Exercise objective: Return the entries below word for word, from their first line through the line that contains "point(140, 44)", including that line.

====== Data entries

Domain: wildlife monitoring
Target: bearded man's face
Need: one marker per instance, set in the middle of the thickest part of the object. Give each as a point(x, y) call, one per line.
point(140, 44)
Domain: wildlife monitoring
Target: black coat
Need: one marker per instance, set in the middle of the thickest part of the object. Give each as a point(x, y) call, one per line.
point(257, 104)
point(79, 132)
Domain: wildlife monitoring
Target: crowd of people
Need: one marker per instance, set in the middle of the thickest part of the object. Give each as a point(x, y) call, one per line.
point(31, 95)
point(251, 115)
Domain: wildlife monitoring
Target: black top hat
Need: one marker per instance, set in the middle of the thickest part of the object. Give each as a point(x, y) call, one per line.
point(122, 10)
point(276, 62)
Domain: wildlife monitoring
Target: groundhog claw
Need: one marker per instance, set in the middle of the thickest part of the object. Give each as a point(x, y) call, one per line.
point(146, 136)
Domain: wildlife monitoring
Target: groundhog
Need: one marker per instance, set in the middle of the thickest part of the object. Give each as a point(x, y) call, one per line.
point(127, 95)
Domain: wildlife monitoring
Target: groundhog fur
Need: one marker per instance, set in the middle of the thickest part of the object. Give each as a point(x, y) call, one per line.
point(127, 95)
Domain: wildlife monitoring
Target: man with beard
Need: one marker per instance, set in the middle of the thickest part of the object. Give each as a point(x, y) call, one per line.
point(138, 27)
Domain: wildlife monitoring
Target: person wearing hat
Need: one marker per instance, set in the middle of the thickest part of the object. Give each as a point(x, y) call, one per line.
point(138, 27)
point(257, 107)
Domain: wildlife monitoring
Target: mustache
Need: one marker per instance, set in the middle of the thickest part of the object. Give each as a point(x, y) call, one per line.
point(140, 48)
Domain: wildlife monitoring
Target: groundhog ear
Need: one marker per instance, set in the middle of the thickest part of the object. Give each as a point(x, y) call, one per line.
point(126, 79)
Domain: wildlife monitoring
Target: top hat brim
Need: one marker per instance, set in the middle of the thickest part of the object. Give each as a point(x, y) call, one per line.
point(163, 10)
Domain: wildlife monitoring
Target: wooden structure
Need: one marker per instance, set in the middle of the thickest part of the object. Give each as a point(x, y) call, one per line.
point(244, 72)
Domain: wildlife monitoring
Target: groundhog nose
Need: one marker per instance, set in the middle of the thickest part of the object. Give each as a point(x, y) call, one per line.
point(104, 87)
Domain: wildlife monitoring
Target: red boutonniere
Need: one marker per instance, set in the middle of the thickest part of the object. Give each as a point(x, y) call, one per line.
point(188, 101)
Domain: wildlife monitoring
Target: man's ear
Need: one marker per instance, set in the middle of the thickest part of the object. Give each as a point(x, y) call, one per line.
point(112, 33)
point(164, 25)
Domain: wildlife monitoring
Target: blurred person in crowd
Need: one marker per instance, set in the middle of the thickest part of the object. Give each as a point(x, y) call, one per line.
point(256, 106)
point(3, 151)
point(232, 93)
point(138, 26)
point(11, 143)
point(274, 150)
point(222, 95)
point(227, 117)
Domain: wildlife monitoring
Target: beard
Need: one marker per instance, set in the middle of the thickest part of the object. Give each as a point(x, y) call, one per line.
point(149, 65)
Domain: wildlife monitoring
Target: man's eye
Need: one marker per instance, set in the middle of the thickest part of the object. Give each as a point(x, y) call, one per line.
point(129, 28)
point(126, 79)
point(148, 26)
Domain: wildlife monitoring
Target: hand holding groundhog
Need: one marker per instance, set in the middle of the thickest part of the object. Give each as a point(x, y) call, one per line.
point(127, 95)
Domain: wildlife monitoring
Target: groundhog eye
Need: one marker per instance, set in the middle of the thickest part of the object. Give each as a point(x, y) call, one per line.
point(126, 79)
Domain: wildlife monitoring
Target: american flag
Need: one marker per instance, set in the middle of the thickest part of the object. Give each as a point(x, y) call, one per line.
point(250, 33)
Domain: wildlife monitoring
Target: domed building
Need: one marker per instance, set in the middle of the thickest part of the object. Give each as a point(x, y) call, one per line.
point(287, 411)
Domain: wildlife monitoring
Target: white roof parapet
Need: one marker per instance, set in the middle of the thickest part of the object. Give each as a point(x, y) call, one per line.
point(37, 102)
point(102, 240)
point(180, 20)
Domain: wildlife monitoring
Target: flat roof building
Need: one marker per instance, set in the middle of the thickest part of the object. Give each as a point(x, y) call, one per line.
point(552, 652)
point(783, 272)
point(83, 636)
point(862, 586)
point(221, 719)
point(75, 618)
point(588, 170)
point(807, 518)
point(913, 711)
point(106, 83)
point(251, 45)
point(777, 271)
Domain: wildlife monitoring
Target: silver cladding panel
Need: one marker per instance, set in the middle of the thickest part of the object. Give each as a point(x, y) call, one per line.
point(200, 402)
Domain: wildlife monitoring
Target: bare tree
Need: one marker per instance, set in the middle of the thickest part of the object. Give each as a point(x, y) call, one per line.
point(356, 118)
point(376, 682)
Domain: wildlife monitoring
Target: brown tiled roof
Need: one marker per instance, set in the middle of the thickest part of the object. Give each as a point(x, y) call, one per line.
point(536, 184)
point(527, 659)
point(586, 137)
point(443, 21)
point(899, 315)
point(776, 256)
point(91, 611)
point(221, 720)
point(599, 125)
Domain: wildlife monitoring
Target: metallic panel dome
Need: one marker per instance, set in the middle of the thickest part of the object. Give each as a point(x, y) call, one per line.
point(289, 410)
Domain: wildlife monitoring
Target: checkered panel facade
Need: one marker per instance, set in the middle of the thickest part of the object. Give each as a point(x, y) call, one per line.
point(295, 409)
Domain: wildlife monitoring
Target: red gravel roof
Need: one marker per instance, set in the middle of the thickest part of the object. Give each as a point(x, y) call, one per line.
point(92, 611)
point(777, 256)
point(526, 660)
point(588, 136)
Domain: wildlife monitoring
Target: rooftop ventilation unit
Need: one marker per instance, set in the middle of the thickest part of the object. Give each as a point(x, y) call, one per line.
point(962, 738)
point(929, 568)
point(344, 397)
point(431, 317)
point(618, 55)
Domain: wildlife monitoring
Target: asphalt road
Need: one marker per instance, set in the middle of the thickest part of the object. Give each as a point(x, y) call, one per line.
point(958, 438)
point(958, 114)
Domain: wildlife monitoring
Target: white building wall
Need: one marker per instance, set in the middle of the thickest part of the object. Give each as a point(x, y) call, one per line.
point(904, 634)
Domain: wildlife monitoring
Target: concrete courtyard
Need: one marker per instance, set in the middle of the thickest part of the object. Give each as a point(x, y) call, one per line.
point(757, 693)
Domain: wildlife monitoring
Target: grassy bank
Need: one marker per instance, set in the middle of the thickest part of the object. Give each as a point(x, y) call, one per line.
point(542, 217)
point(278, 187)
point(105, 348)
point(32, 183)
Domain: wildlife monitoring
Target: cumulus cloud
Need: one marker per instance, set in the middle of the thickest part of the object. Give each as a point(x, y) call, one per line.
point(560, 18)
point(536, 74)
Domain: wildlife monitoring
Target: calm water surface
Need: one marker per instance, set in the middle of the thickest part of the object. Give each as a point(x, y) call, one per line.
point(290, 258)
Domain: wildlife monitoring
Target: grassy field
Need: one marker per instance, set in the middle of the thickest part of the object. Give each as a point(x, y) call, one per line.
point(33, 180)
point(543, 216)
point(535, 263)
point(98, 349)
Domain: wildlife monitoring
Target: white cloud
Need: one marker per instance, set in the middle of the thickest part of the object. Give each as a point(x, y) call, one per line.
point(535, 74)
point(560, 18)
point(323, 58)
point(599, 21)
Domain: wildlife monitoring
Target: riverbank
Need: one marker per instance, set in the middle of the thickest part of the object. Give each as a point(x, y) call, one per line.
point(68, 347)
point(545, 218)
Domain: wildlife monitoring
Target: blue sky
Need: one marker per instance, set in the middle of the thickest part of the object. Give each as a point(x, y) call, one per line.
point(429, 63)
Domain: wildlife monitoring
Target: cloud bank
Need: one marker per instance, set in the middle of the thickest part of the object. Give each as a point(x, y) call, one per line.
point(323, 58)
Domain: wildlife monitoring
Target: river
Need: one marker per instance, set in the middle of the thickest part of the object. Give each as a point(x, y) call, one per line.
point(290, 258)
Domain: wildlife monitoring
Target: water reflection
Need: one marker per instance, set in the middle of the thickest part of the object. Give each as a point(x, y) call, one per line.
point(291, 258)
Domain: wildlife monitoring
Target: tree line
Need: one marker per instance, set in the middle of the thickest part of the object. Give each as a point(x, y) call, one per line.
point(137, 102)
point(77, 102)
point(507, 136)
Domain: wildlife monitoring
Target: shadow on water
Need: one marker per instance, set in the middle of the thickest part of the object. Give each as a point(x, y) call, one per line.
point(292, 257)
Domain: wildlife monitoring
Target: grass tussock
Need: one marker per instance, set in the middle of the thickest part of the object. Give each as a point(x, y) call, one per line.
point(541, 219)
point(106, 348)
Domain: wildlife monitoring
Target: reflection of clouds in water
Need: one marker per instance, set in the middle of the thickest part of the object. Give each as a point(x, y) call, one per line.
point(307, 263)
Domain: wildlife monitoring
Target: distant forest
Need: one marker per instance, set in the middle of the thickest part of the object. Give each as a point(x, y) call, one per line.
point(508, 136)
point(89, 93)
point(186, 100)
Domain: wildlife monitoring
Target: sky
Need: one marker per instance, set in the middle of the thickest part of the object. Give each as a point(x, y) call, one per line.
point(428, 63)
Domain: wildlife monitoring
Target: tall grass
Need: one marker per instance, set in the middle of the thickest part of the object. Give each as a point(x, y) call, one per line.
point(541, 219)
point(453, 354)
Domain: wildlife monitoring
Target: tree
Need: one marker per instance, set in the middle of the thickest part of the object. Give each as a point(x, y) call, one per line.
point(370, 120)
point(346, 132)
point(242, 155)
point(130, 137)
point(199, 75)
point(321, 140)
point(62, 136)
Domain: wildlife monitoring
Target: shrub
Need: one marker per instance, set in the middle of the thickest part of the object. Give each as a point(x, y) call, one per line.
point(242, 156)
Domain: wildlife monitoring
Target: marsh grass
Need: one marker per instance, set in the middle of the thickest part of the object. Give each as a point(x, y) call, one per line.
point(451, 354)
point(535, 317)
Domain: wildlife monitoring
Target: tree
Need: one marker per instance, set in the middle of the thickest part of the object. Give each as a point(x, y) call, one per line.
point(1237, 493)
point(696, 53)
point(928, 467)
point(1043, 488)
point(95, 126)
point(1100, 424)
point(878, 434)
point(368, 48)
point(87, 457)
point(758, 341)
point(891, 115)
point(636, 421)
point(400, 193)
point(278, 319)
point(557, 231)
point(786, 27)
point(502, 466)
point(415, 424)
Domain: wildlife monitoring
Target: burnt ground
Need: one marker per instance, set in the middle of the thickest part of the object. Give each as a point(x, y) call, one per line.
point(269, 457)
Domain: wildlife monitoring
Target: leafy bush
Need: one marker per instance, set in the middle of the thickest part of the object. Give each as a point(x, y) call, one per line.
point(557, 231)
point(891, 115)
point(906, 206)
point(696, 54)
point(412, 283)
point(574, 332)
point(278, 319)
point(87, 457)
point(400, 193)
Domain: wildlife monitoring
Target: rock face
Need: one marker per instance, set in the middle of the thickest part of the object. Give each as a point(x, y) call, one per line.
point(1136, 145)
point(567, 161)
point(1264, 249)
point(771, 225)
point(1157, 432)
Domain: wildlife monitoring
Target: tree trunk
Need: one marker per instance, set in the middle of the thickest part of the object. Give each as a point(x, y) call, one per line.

============

Correct response:
Domain: wildlife monitoring
Target: bearded man's face
Need: one marker per instance, set in the middle of the thickest part of the object. Give each as a point(x, y) call, one per line.
point(140, 44)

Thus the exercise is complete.